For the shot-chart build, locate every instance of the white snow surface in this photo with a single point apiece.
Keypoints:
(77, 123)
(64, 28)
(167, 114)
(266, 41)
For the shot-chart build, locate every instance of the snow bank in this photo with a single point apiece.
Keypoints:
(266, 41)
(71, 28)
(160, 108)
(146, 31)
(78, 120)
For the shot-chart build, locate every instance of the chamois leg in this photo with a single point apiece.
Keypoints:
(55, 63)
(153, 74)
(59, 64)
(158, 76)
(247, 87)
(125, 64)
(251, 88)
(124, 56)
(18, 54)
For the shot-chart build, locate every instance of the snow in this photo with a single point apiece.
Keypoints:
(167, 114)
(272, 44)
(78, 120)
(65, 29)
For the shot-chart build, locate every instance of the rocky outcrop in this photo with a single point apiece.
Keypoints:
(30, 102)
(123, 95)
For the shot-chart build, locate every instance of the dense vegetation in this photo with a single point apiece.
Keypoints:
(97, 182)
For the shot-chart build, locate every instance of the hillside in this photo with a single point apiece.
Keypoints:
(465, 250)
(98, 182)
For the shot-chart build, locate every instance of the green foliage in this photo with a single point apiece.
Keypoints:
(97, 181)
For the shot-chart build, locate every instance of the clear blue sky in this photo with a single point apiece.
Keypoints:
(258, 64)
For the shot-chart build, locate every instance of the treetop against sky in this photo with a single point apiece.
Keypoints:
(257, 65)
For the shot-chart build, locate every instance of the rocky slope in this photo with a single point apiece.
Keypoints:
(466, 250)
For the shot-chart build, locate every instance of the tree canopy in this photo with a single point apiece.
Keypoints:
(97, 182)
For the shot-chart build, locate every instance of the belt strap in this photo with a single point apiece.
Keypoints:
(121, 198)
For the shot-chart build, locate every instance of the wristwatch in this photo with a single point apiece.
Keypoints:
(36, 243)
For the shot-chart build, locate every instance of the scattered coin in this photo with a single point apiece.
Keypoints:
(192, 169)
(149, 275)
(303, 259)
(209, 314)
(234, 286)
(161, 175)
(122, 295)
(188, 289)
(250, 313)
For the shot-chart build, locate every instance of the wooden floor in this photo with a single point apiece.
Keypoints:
* * *
## TASK INSTRUCTIONS
Repeat, word for word, the lines above between the line holding "the tree canopy" and the line holding "For the shot-chart build, locate every instance of the scattered", inclusive; omit everything else.

## TASK SOLUTION
For the shot-chart build, locate every instance of the tree canopy in this photo with a single point apiece.
Keypoints:
(97, 182)
For the shot-chart build, locate every instance of the belt strap in this photo with a single point apiece.
Keypoints:
(121, 198)
For the shot-chart build, locate every instance of the wristwatch in this photo with a single point apiece.
Keypoints:
(36, 243)
For the shot-chart build, locate every instance of the scattered coin in this photo with a single point apiece.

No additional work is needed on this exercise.